=== Problem to work on ===
Output each non-blank line of the data below as a row in a Markdown table with the columns "Row" and "Line," numbering the rows in order. Omit the pictures from the table.

(Data records)
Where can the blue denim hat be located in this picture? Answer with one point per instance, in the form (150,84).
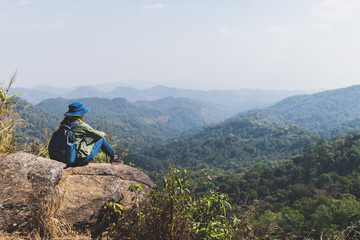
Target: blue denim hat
(76,109)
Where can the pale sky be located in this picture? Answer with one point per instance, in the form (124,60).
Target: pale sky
(197,44)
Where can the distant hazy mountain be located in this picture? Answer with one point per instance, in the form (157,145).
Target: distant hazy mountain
(33,96)
(232,101)
(320,112)
(231,145)
(85,92)
(142,123)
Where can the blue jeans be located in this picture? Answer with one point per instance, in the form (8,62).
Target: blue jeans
(100,144)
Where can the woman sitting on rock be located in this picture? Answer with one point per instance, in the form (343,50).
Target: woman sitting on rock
(89,141)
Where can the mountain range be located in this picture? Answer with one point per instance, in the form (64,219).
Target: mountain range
(231,101)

=== Result ===
| Row | Line |
|---|---|
| 1 | Where can the blue denim hat be located in this picture? Answer with one point per instance, in the form (150,84). |
| 2 | Target: blue denim hat |
| 3 | (76,109) |
| 4 | Where can the pale sky be located in this picture? Answer with one point per instance, in the form (124,60). |
| 5 | Target: pale sky |
| 6 | (197,44) |
| 7 | Where can the distant hazy mountain be located in this picture? Answer with one point per instance, in the form (157,145). |
| 8 | Target: distant hazy mountain |
| 9 | (33,96) |
| 10 | (232,101) |
| 11 | (320,112) |
| 12 | (231,145) |
| 13 | (85,92) |
| 14 | (142,123) |
| 15 | Where can the blue jeans be located in this picture? Answer with one point per instance, in the form (8,62). |
| 16 | Target: blue jeans |
| 17 | (100,144) |
| 18 | Where can the woman sitting on rock be located in this picture? Answer with one point per instance, in the form (343,50). |
| 19 | Target: woman sitting on rock |
| 20 | (89,141) |
| 21 | Where can the mountain range be located in this picture? Answer with one point per instance, in the form (64,219). |
| 22 | Target: mountain range |
| 23 | (231,101) |